**EXERCISE:** Return each of the lines below word for word, changing nothing.

Records drawn from a collection:
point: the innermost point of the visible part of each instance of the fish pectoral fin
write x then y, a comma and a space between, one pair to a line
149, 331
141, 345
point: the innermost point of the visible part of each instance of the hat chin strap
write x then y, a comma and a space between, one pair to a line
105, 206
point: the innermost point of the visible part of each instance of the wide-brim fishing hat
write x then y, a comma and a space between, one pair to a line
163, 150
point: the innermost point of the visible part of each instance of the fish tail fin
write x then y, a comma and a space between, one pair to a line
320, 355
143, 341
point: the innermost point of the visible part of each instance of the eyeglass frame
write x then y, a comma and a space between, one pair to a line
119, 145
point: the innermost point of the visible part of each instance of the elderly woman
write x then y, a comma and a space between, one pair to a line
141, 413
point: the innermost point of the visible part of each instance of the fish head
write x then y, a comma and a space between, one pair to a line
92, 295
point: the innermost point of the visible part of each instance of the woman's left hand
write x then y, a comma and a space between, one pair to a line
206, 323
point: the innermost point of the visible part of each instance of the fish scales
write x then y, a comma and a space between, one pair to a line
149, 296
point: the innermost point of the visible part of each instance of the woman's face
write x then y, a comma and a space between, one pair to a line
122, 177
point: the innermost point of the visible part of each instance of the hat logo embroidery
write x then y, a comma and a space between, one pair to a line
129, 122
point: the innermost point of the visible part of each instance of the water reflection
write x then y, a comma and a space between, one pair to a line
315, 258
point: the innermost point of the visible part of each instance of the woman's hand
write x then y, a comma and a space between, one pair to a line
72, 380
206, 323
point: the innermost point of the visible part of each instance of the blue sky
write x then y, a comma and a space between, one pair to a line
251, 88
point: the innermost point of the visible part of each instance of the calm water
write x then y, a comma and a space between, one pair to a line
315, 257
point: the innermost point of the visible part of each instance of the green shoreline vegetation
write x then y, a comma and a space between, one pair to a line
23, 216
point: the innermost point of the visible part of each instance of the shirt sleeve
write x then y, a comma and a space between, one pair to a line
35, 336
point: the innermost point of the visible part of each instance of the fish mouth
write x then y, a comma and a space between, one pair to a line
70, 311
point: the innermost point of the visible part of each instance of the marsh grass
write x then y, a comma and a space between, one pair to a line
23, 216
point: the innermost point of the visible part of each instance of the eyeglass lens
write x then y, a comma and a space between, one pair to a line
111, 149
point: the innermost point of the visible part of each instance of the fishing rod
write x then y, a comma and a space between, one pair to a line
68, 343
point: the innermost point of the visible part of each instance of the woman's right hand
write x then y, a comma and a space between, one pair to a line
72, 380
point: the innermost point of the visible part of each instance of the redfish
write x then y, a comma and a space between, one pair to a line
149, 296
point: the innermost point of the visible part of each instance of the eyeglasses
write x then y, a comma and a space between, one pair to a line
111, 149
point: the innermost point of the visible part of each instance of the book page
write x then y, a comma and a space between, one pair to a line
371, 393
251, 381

**RESULT OF THE EXERCISE:**
point: the innermost point of the visible part of each instance of the fish pectoral fin
write x then y, a comma and a space between, one pair to a line
149, 331
141, 345
point: the innermost point of the visible part of each instance of the hat chin strap
write x then y, a comma and a space between, one pair to a line
105, 206
point: the innermost point of the visible part of each instance of the wide-brim fishing hat
write x then y, a comma and a space between, one pair to a line
163, 150
point: the innermost point of the visible part of each instance of the fish tail fin
write x then y, a comma and a space between, one pair to a line
320, 355
143, 341
point: the innermost point of the visible part of each instance of the eyeglass frame
write x then y, a comma and a space between, one pair to a line
119, 145
point: the innermost point of the visible part of each instance of the elderly woman
write x then y, a comma and a space between, one pair to a line
141, 413
point: the innermost point of the visible part of each instance of the fish head
write x then y, a comma and a space between, one pair to a line
92, 295
point: the innermost point of the visible part of each instance of the woman's left hand
write x then y, a comma and a space between, one pair to a line
206, 323
point: the innermost point of the visible part of each instance of the fish scales
write x then y, a comma and a space between, one pair to a line
149, 296
point: the innermost point of the visible part of each instance of the woman's face
write x then y, a comma and a space between, one pair to a line
122, 177
point: the innermost point of the visible part of each instance of the hat logo embroidery
write x then y, a comma and a space between, one pair to a line
129, 122
point: the innermost point of the visible part of each instance of the water reflection
write x then y, a comma and a space between, one pair to a line
315, 258
point: the innermost point of the visible part of each instance of the woman's hand
write x then y, a comma and a space between, one pair to a line
72, 380
206, 323
point: the innermost point of the visible part of each instance of the blue sky
write x then y, a comma and a space between, one pair to a line
251, 88
point: the innermost point of the visible part of each instance of the calm water
write x then y, a comma and a space between, one pair to a line
315, 257
point: the innermost point of the visible part of each instance of the green shoreline vegetation
write x then y, a comma and a space between, one pair to a line
23, 216
point: the innermost point of the visible part of each instance of the shirt sleeve
write x then y, a comma and a space between, one pair to a line
35, 336
point: the innermost point of the visible part of each instance of the fish mouth
write x then y, a comma and a space between, one pair to a line
70, 311
point: the innermost point of the visible part of each instance of the marsh grass
write x then y, a comma and a space between, one pair to a line
23, 216
point: the innermost point of the visible part of each instance of the eyeglass lens
write x then y, a comma and a space between, one pair to a line
111, 149
point: the innermost point of the visible part of each instance of the fishing rod
write x then y, a comma and a space between, one pair to a line
68, 343
point: the innermost point of the visible part of each instance of the woman's right hand
write x then y, a comma and a space between, one pair to a line
72, 380
point: the innermost point of the visible part of each instance of the redfish
write x then y, a comma and a space between, one pair to a line
149, 296
point: the innermost point of the visible part of each instance of the eyeglasses
write x then y, a comma and a space between, one pair to a line
111, 149
point: the innermost point of the visible part of each instance of the book page
write x then y, a comma and a space between, one pair to a line
371, 393
251, 381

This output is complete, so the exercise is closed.